- _Task_
The string "garage" may appear in lines of the data; report how many lines contain it, with no other output.

━━ Records for this task

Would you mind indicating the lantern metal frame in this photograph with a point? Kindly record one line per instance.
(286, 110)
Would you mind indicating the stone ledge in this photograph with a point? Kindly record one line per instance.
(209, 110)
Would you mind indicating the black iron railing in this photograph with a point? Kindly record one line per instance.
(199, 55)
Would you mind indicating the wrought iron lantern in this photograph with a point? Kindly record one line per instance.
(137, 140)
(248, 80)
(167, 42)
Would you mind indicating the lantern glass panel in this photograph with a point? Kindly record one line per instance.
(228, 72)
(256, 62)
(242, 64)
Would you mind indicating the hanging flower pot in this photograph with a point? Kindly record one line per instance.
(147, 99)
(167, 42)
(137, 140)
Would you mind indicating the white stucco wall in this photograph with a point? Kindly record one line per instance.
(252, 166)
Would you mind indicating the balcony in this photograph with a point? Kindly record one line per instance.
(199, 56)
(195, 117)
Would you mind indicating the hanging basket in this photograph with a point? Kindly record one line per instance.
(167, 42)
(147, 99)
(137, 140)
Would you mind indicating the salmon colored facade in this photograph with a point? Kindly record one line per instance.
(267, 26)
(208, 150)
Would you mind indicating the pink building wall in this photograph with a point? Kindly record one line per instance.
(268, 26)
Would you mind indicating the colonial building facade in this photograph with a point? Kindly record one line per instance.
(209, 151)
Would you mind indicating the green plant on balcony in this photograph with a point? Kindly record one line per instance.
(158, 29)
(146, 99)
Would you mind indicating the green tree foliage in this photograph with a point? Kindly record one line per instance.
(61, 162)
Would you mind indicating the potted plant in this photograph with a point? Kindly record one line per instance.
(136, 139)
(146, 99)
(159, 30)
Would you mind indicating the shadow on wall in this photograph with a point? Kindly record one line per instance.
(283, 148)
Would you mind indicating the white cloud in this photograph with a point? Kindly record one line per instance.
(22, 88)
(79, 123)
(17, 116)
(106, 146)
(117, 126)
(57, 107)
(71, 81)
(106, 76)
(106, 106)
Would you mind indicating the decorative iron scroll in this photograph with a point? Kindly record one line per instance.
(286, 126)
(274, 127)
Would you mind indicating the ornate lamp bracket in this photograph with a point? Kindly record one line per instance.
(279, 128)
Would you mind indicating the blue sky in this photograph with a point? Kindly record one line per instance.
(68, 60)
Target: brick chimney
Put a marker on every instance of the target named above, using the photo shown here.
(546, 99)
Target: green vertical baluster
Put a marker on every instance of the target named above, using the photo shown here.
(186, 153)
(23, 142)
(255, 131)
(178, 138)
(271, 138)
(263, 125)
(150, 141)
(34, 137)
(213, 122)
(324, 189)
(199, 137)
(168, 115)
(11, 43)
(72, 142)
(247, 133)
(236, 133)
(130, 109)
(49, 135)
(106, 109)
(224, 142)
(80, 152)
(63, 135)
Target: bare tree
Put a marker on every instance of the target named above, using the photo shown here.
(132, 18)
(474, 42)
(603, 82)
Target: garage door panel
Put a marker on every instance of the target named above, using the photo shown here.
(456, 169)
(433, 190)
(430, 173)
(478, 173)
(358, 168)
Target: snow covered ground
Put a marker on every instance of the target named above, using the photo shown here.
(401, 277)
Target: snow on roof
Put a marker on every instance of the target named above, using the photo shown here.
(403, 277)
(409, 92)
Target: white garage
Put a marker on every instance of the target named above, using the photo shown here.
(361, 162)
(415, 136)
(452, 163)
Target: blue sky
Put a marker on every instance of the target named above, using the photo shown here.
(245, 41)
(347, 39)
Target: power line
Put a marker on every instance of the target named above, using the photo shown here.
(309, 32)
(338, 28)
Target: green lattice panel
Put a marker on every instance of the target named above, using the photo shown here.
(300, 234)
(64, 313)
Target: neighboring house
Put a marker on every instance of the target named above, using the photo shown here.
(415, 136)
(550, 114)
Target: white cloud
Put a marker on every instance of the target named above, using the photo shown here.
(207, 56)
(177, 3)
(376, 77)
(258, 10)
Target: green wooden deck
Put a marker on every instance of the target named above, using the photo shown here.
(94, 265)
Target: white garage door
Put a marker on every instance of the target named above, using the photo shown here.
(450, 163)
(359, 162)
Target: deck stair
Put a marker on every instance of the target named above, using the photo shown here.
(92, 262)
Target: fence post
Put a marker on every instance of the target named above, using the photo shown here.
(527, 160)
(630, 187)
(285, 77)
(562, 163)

━━━━

- _Solution to this task_
3